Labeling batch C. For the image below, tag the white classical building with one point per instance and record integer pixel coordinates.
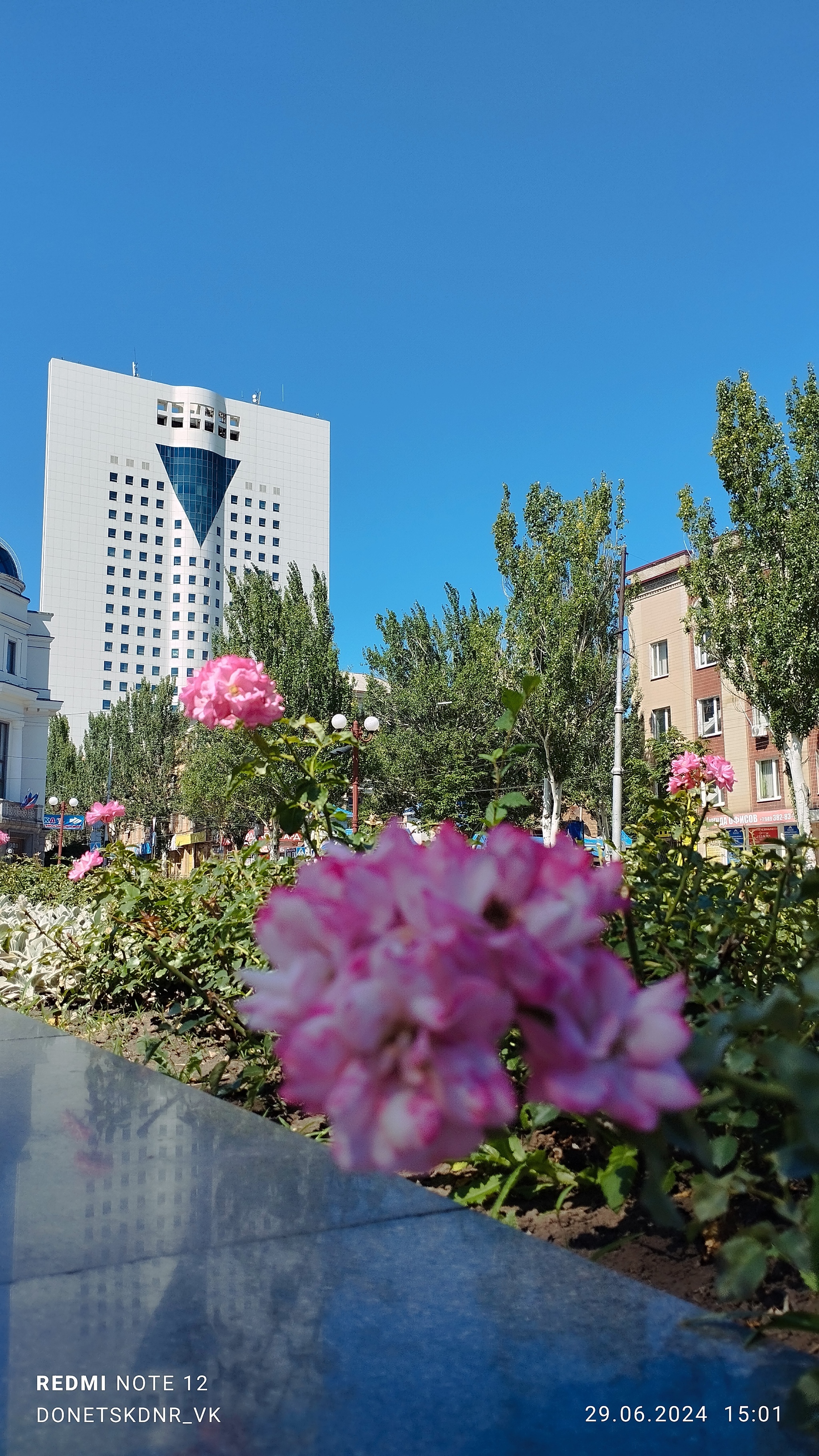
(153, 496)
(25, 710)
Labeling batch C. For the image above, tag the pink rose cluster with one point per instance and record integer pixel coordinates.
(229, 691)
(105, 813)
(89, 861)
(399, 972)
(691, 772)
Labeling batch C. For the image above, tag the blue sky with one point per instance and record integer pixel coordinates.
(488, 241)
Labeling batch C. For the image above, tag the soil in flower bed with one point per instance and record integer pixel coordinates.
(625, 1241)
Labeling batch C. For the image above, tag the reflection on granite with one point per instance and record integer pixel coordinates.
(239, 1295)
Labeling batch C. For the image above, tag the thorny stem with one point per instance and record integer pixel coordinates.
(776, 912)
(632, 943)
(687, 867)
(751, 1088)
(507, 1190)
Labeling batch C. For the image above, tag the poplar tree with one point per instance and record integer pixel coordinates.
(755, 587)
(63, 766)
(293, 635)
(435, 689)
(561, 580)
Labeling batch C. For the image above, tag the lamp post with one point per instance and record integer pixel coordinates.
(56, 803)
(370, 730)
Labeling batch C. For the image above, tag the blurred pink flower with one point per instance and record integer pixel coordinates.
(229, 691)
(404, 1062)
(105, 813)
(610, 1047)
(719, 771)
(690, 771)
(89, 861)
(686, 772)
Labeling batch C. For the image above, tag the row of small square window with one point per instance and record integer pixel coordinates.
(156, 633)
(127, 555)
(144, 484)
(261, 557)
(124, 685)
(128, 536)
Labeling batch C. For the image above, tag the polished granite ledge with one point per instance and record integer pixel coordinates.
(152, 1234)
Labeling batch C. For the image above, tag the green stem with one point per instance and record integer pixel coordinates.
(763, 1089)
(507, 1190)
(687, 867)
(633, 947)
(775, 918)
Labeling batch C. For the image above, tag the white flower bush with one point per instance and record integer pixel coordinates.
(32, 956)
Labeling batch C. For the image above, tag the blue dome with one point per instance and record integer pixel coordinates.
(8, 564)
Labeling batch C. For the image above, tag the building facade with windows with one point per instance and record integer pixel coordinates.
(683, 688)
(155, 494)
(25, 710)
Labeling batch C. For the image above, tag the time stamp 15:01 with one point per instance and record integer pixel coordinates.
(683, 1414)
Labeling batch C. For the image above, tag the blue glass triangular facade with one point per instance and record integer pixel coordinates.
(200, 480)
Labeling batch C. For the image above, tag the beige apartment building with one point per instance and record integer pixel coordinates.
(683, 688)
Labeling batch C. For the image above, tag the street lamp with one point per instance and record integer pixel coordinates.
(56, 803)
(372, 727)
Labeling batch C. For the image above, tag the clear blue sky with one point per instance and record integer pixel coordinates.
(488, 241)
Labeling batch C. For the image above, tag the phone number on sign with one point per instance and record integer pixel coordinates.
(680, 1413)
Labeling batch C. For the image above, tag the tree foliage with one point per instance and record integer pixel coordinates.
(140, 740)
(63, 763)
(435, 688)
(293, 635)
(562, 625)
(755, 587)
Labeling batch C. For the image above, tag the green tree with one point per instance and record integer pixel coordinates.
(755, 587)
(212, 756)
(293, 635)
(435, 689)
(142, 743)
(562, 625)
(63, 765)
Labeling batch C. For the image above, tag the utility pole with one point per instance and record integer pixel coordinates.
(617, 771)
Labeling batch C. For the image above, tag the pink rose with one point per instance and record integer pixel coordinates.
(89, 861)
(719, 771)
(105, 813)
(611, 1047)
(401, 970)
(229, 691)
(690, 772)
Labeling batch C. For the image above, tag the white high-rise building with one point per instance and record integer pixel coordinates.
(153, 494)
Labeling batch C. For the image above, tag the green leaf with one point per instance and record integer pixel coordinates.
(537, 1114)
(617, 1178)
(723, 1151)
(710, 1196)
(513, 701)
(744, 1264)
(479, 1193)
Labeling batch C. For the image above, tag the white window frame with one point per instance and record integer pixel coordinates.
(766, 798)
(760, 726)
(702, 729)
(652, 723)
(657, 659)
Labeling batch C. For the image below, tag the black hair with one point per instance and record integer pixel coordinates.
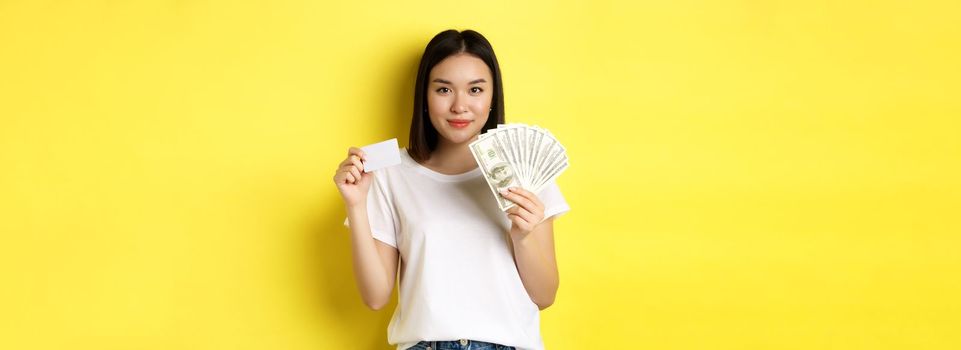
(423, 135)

▶ _Instructions to follow_
Render every line of the listing above as a Markdown table with the columns "Row" and "Listing line," numbering the rows and skipping blank lines. Leave the pictures out.

▶ _Exercise response_
| Row | Listing line |
|---|---|
| 1 | Labeling batch C. For the image below, tag the white classical building with one point per instance and record integer pixel coordinates. |
| 2 | (153, 496) |
| 3 | (25, 710) |
| 4 | Labeling batch C. For the image above, tag the pink rose cluster with one point per instance and record integer pixel coordinates. |
| 5 | (229, 691) |
| 6 | (105, 813) |
| 7 | (89, 861) |
| 8 | (399, 972) |
| 9 | (691, 772) |
| 10 | Labeling batch C. For the image above, tag the blue sky with one point per instance and record integer pixel coordinates. |
| 11 | (488, 241) |
| 12 | Labeling batch C. For the image above, tag the soil in flower bed with one point per instance and record integer pixel coordinates. |
| 13 | (625, 1241) |
| 14 | Labeling batch C. For the image above, tag the reflection on granite with one point per instance and record integer pixel coordinates. |
| 15 | (239, 1295) |
| 16 | Labeling batch C. For the image above, tag the thorny stem with one point per instance and record integer pixel coordinates. |
| 17 | (776, 912) |
| 18 | (632, 943) |
| 19 | (687, 867) |
| 20 | (751, 1088) |
| 21 | (507, 1190) |
| 22 | Labeling batch C. For the image above, tag the poplar tree with one point per instance and record integer pixel coordinates. |
| 23 | (755, 587) |
| 24 | (63, 766) |
| 25 | (293, 635) |
| 26 | (435, 689) |
| 27 | (561, 580) |
| 28 | Labeling batch C. For the image above, tag the lamp post with one point per instance and record integer pixel coordinates. |
| 29 | (56, 803) |
| 30 | (370, 730) |
| 31 | Labeling batch C. For the image above, tag the blurred pink flower with one point per instance and record integer pixel coordinates. |
| 32 | (229, 691) |
| 33 | (404, 1062) |
| 34 | (105, 813) |
| 35 | (610, 1047) |
| 36 | (719, 771) |
| 37 | (690, 771) |
| 38 | (89, 861) |
| 39 | (686, 772) |
| 40 | Labeling batch C. For the image above, tag the row of small square window with one point per instance and record integer pixel coordinates. |
| 41 | (156, 633) |
| 42 | (127, 555) |
| 43 | (144, 484) |
| 44 | (261, 557) |
| 45 | (124, 685) |
| 46 | (128, 536) |
| 47 | Labeling batch C. For the image above, tag the polished granite ledge with one point per instance and record integer pixel coordinates. |
| 48 | (152, 1234) |
| 49 | Labeling batch C. For the image above, tag the green stem with one point per instance and record integer pixel coordinates. |
| 50 | (763, 1089) |
| 51 | (507, 1190) |
| 52 | (687, 867) |
| 53 | (633, 947) |
| 54 | (775, 918) |
| 55 | Labeling batch C. For the image above, tag the white flower bush with one point per instance and record integer pixel coordinates. |
| 56 | (32, 956) |
| 57 | Labeling batch C. For the image above, tag the blue dome with one point per instance and record integer pixel coordinates. |
| 58 | (8, 564) |
| 59 | Labeling batch C. For the image above, tag the building facade with windows with one point per instance and record integer pixel coordinates. |
| 60 | (683, 688) |
| 61 | (155, 494) |
| 62 | (25, 710) |
| 63 | Labeling batch C. For the image above, tag the time stamp 15:01 with one point per instance and record integer pixel coordinates. |
| 64 | (683, 1414) |
| 65 | Labeling batch C. For the image above, tag the blue glass triangular facade with one point per instance and record integer pixel coordinates. |
| 66 | (200, 480) |
| 67 | Labeling batch C. For the image above, tag the beige apartment building with one point per instance and record integer pixel coordinates. |
| 68 | (683, 688) |
| 69 | Labeling batch C. For the image above, tag the street lamp with one point per instance and record integer pixel coordinates. |
| 70 | (56, 803) |
| 71 | (372, 727) |
| 72 | Labeling batch C. For the image above, tag the clear blue sky with one point per instance and record integer pixel coordinates. |
| 73 | (488, 241) |
| 74 | Labeling batch C. For the image above, tag the phone number on sign with one point per instance and record integer pixel coordinates. |
| 75 | (680, 1413) |
| 76 | Labeling batch C. For the image above, tag the tree foliage with one point per instance and record integer pixel coordinates. |
| 77 | (140, 740) |
| 78 | (63, 763) |
| 79 | (435, 688) |
| 80 | (293, 635) |
| 81 | (562, 625) |
| 82 | (755, 587) |
| 83 | Labeling batch C. For the image above, tag the green tree with one point per instance and record integer pixel coordinates. |
| 84 | (755, 587) |
| 85 | (212, 756) |
| 86 | (293, 635) |
| 87 | (435, 689) |
| 88 | (142, 743) |
| 89 | (562, 625) |
| 90 | (63, 765) |
| 91 | Labeling batch C. For the image above, tag the utility pole with one point per instance and record integer pixel coordinates. |
| 92 | (617, 771) |
| 93 | Labeling batch C. For the image above, tag the pink rose with one point per instance and record integer pixel coordinates. |
| 94 | (89, 861) |
| 95 | (719, 771) |
| 96 | (105, 813) |
| 97 | (611, 1047) |
| 98 | (401, 970) |
| 99 | (229, 691) |
| 100 | (690, 772) |
| 101 | Labeling batch C. For the image above, tag the white high-rise building with one point per instance and record integer pixel coordinates. |
| 102 | (153, 494) |
| 103 | Labeling batch C. For the image above, tag the green leaf with one point per instance and record integer pixel coordinates. |
| 104 | (537, 1114) |
| 105 | (617, 1178) |
| 106 | (723, 1151) |
| 107 | (710, 1196) |
| 108 | (513, 701) |
| 109 | (744, 1264) |
| 110 | (479, 1193) |
| 111 | Labeling batch C. For the image above, tag the white window frame with one point per instance and record integer pixel coordinates. |
| 112 | (766, 798) |
| 113 | (760, 726) |
| 114 | (702, 729) |
| 115 | (652, 723) |
| 116 | (657, 659) |
| 117 | Labeling batch C. For the image below, tag the black hair with one point per instance and record integer pixel coordinates. |
| 118 | (423, 135) |